Ici, dans le Tassili, le beau est inséparable de l'espace et du temps. En effet, on ne peut détacher son regard de ses images multiples où la roche basaltique est à perte de vue et les pics, dans leur élan vers le ciel, ajoutent à ce prodigieux chaos des couleurs éclatantes qui déploient leur beauté avec splendeur dans un paysage fait de silence et de sérénité, deux composants qui s'imposent comme les maîtres incontestés et incontestables des lieux.
Dans ce décor d'évasion et de découverte, dans ces paysages de décontraction et de détente, la nature est généreuse pour cause d'immensité du territoire qui est fait d'étendues de couleur ocre où se plantent par moments quelques acacias, symboles d'une présence continue d'une vie qui ne veut quitter ce monde qui nous semble situé dans “le bout du monde”. Là, dans ces espaces où il nous paraît qu'il n'existe ni bornes, ni frontières, nous nous régalons le soir en contemplant avec délectation ce surprenant relief où vient se coucher le soleil, marquant son crépuscule, non sans dessiner sur ces mille aiguilles, pour la seconde fois après l'aurore, des formes d'expressions harmonieuses.
C'est dans ce climat, que se déploie, dans tous les sens, la culture des profondeurs de l'Histoire, que des événements aussi motivants que sympathiques viennent “titiller” joyeusement ce calme olympien.

[Données d'annotation par points]
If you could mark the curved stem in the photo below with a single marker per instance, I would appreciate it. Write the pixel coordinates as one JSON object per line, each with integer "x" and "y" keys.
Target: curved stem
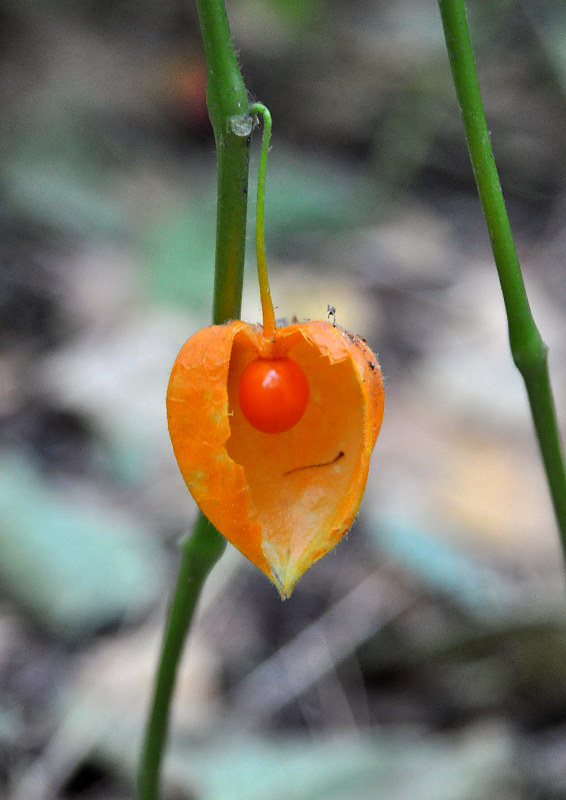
{"x": 228, "y": 109}
{"x": 232, "y": 124}
{"x": 264, "y": 290}
{"x": 200, "y": 552}
{"x": 527, "y": 347}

CONSIGNE 1
Renommez « curved stem » en « bent stem » dans l'ensemble des enregistrements ci-dessus, sans rien modifier d'autre, puis reproduisez ces enregistrements en omettant les images.
CONSIGNE 2
Rédigez la suite du texte sur le Tassili, en reprenant après sa dernière phrase.

RÉPONSE 1
If you could mark the bent stem in the photo below with a single marker per instance, I would appreciate it. Write the pixel coordinates as one JSON object per line, each with integer "x" and "y" keys.
Target: bent stem
{"x": 228, "y": 109}
{"x": 232, "y": 124}
{"x": 264, "y": 290}
{"x": 200, "y": 552}
{"x": 527, "y": 347}

RÉPONSE 2
Parmi ces événements le Marathon des dunes, une compétition hors du commun, pittoresque et haute en couleur, qui réunit un nombre impressionnant de gens.
Trois cents personnes de tout âge, venues de divers horizons et de nombreux pays, pour les engager dans une course, ô combien généreuse, qui a choisi son maître mot : la fraternité.
Abdelmadjid Rezkane, le maître d'œuvre
Consciemment, mais surtout intelligemment préparée par les accros du marathon, Abdelmadjid Rezkane et son dauphin, qui n'est autre que son fils, le fougueux Hakim, la 10e édition, consacrée à la région de Tamanrasset, a connu, elle aussi, du 26 décembre 2009 au 3 janvier 2010, son lot d'aventures aussi intéressantes les unes que les autres, mais surtout agréables où la réussite, la joie et l'espoir de se retrouver encore ont été au rendez-vous, incontestablement.
Aménager cette manifestation au Sud c'est avant tout revisiter ces millénaires qui sont au bout et qui nous viennent à travers la fabuleuse histoire de l'Ahaggar, à travers la sagesse et le savoir de la belle et élégante Tin-Hinan, qui reste, depuis la nuit des temps, le symbole de la fierté targuie, enfin à travers ce patrimoine culturel du Tassili, où l'on retrouve l'âme du Sahara et le socle de son identité.
N'est-ce pas donc cette histoire profonde, ancestrale, qui procure à Abdelmadjid Rezkane, le promoteur de cette manifestation, tant de plaisir et d'attachement, en tout cas plus d'inspiration et d'imagination, pour aller davantage vers de bonnes initiatives au profit de cette région, où la culture du peuple des sables devient son leitmotiv, voire sa perception transcendante ? Il y croit tellement, et c'est ce que nous sentons à travers son enthousiasme qui reflète sa parfaite communion avec cet espace dans lequel cette importante manifestation est en train de renaître aujourd'hui.
Un concept aux retombées bénéfiques
Il n'est nul doute que les années à venir donneront beaucoup de crédit aux maîtres de cette manifestation qui prendra incontestablement de l'ampleur.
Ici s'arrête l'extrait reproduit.